[START Entries shown]

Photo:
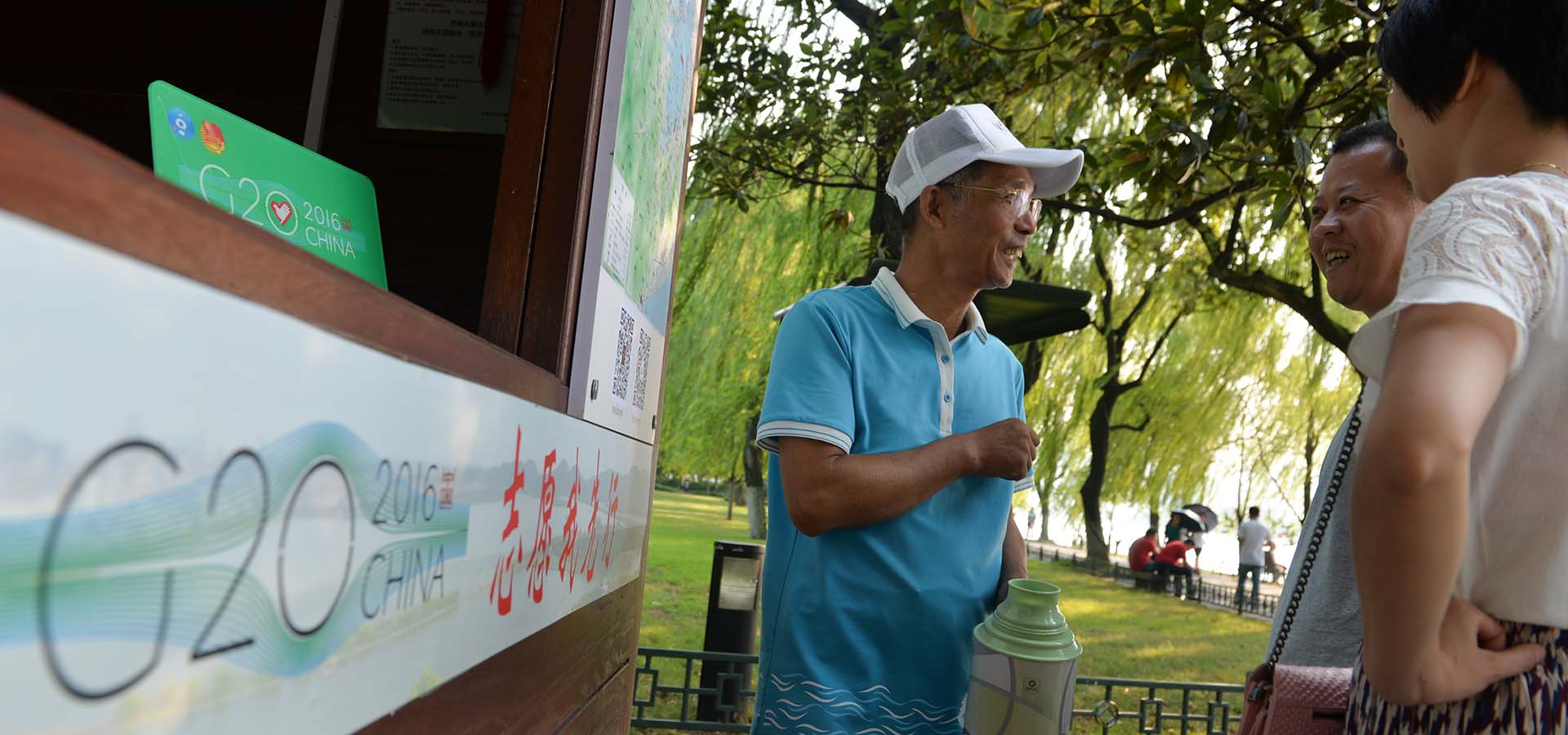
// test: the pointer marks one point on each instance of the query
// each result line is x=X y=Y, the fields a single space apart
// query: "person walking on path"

[END Entries shown]
[START Entries shown]

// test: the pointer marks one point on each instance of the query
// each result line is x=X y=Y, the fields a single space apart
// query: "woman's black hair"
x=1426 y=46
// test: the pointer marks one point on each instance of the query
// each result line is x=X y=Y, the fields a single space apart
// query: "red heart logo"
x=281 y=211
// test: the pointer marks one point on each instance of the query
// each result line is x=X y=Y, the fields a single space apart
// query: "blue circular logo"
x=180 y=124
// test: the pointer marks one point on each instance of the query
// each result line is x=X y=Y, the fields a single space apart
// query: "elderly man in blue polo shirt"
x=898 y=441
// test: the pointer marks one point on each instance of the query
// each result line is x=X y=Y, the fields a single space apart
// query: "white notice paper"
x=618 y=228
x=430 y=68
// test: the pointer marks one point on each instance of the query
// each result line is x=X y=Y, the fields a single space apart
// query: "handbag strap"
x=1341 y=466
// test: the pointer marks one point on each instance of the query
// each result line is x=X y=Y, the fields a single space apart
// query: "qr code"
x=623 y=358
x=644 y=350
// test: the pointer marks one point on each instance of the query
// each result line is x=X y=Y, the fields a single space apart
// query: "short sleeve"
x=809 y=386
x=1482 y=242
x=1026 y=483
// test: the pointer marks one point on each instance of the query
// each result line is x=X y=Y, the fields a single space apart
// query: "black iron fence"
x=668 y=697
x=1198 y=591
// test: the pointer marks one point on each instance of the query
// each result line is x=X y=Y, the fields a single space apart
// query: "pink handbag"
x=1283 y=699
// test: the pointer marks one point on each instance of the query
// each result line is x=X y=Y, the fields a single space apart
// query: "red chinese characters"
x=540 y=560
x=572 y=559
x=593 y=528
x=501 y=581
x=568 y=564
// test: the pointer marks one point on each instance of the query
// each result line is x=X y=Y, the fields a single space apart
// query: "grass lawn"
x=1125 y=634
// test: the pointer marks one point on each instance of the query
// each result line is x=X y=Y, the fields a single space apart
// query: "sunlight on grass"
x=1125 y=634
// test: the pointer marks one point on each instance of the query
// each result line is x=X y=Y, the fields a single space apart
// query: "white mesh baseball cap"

[END Entries shown]
[START Entries shown]

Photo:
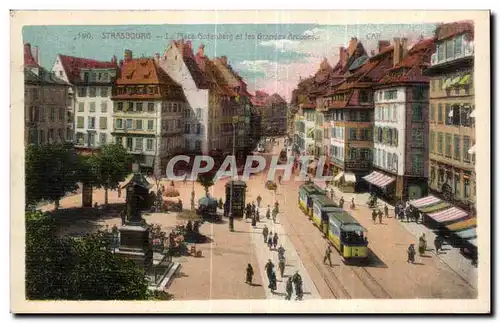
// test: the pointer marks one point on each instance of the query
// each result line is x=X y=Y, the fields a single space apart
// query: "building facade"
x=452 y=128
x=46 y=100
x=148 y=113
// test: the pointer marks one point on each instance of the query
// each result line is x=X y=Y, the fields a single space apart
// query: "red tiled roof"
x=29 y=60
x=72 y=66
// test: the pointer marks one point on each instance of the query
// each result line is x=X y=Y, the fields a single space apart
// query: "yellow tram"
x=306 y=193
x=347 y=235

[END Entries shown]

# Task description
How many lines of the material above contain the string "white"? Reply with the number alone.

# Solved exercise
2